* _Saved entries_:
################

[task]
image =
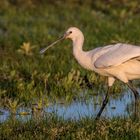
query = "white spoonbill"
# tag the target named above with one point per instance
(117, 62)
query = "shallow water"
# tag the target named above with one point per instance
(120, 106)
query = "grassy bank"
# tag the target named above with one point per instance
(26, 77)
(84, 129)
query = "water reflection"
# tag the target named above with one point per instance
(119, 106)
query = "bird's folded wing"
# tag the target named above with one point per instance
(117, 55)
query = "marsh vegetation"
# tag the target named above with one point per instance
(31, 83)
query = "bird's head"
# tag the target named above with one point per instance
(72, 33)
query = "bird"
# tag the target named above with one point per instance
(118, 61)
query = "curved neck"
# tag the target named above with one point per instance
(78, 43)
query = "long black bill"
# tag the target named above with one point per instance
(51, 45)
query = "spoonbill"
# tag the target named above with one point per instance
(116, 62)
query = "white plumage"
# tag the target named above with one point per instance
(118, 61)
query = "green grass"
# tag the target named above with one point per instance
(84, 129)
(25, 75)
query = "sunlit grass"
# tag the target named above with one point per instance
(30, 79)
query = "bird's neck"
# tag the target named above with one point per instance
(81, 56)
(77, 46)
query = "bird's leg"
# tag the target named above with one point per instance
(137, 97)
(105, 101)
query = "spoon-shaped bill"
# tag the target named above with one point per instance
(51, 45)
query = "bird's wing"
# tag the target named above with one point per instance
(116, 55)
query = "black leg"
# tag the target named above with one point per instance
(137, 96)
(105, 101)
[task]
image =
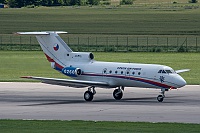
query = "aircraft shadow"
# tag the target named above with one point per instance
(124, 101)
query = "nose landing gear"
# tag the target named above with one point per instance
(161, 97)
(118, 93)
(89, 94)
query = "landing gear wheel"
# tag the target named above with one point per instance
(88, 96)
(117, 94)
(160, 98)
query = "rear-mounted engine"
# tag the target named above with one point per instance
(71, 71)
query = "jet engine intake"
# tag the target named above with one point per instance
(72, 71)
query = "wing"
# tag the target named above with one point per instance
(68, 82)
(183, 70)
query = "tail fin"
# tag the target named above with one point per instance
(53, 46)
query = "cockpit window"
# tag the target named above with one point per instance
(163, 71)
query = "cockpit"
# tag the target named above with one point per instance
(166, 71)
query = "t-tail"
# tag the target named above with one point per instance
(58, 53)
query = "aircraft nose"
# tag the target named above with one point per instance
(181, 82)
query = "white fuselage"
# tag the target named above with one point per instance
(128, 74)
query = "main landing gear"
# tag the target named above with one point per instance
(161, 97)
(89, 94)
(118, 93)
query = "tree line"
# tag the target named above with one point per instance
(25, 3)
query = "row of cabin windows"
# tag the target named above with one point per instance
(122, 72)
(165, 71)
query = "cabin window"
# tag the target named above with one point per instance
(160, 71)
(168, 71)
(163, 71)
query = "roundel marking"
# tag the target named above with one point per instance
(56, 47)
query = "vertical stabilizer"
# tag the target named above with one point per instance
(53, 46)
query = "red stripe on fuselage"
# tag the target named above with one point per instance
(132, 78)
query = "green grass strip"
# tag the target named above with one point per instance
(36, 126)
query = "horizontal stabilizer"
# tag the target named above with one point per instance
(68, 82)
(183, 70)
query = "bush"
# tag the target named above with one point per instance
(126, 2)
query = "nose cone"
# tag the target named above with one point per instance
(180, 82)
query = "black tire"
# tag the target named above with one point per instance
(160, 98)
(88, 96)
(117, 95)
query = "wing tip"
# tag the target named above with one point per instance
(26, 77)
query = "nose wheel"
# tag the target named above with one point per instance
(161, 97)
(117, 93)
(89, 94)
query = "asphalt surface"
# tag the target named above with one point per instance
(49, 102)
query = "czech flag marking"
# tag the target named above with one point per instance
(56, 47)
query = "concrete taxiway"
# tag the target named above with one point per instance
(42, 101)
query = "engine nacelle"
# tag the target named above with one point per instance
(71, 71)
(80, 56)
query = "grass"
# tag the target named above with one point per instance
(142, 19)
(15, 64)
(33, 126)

################

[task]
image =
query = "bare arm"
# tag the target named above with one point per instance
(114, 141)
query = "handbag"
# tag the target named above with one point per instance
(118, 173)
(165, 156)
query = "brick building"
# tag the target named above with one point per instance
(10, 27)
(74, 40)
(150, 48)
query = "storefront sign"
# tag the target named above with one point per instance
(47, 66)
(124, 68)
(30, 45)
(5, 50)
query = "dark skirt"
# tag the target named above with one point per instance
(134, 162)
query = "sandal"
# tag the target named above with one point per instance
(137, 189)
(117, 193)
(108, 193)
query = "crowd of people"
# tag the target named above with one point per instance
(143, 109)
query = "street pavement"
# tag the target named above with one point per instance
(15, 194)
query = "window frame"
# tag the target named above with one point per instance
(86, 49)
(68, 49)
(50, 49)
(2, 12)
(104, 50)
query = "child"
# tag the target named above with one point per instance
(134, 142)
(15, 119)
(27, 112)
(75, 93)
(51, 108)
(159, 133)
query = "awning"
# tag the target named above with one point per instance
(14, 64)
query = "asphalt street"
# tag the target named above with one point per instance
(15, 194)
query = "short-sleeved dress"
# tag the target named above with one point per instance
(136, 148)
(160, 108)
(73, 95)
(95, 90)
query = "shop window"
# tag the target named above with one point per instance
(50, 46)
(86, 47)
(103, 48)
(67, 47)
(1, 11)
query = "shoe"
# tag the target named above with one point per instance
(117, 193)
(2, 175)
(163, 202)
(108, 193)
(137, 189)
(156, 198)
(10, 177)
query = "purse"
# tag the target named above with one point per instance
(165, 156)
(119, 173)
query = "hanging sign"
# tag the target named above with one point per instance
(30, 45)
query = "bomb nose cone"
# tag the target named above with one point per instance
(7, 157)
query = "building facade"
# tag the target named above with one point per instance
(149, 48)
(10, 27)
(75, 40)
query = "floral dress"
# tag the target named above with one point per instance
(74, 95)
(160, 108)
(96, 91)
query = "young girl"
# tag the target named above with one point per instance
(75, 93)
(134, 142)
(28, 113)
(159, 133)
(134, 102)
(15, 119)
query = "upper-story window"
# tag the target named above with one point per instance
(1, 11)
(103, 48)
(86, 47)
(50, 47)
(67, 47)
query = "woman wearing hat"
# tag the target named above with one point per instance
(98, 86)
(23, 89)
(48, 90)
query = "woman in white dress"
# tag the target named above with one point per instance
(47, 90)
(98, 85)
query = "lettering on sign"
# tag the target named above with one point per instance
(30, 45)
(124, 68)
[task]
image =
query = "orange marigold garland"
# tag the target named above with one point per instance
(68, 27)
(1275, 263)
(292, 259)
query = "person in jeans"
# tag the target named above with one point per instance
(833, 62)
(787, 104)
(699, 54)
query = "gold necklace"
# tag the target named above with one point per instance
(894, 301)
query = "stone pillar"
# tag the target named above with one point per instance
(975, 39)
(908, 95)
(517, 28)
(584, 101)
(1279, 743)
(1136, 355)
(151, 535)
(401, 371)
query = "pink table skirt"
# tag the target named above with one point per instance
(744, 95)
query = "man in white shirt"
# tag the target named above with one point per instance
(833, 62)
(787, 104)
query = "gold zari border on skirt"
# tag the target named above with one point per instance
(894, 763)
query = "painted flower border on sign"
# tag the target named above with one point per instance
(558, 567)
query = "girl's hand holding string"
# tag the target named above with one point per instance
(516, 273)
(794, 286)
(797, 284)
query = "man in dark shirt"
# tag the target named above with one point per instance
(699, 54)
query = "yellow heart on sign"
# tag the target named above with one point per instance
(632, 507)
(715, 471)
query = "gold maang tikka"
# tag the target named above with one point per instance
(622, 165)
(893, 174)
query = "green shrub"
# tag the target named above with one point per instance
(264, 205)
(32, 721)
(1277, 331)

################

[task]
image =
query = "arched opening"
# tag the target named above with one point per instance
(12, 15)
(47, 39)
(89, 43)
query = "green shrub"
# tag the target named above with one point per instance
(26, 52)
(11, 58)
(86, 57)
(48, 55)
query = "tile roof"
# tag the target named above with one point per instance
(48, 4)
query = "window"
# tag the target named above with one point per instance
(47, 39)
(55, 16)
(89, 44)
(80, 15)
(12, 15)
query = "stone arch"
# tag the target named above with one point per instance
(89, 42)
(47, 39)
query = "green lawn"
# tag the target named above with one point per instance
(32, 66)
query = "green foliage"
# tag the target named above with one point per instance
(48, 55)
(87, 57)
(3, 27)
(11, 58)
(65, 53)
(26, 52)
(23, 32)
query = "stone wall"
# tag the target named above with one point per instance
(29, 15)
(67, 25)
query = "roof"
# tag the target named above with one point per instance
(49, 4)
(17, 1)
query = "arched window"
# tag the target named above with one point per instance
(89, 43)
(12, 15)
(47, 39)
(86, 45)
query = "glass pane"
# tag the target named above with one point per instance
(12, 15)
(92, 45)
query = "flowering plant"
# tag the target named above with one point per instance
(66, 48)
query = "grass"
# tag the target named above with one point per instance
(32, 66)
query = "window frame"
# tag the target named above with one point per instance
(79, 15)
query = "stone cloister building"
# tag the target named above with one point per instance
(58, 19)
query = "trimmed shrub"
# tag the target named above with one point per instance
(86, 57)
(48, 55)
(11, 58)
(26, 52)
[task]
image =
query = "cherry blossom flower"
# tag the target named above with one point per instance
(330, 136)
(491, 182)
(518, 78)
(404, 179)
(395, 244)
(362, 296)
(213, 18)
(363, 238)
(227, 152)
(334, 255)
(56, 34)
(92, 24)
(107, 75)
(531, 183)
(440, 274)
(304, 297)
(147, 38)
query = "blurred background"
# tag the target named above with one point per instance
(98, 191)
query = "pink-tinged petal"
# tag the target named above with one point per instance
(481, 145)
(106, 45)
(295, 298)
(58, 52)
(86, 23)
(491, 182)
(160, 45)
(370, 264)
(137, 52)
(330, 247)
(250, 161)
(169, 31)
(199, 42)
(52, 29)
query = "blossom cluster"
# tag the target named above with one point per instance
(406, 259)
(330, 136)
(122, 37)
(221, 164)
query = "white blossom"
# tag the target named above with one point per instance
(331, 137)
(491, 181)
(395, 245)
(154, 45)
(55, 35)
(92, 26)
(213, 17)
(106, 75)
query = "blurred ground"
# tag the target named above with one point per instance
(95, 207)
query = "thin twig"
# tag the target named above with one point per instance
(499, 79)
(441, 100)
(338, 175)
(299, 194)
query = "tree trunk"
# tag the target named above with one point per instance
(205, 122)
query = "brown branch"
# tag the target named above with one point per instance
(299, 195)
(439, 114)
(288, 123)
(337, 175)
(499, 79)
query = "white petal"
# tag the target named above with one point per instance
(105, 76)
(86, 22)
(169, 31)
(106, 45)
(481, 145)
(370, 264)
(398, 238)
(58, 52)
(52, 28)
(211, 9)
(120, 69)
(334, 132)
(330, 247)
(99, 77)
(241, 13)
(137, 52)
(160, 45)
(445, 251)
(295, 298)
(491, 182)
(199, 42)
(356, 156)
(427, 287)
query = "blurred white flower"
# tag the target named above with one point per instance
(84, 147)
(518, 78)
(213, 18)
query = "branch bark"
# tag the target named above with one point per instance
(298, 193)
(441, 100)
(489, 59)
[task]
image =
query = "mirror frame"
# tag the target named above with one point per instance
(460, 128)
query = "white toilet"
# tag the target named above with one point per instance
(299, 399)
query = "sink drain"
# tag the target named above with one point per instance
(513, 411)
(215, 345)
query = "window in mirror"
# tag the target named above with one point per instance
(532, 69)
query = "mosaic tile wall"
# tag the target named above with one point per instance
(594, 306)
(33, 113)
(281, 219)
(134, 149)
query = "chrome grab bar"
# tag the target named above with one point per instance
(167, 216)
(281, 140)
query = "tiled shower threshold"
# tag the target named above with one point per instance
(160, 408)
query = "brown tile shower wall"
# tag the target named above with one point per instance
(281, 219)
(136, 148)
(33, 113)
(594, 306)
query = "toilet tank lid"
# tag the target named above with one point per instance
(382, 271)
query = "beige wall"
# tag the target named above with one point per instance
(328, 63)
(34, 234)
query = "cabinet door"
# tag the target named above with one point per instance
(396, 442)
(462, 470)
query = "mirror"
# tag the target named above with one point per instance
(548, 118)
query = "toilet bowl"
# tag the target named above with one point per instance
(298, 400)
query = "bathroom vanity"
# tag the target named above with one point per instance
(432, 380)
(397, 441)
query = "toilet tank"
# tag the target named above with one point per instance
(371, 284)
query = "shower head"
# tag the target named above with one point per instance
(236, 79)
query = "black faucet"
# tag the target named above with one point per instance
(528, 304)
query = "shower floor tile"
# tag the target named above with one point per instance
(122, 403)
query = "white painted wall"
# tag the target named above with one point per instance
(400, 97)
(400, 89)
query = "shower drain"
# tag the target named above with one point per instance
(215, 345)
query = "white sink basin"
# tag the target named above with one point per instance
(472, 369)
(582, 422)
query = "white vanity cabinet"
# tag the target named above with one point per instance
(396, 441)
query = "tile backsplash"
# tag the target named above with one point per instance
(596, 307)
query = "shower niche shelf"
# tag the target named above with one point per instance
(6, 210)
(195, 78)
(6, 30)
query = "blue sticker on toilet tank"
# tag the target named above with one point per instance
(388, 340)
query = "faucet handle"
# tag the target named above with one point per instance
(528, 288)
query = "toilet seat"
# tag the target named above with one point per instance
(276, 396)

################

* _YOUR INSTRUCTIONS_: Among the records above, find each line holding "landing" and list it.

* _EXPECTED ANSWER_:
query = "nose landing gear"
query = "landing gear wheel"
query = "main landing gear"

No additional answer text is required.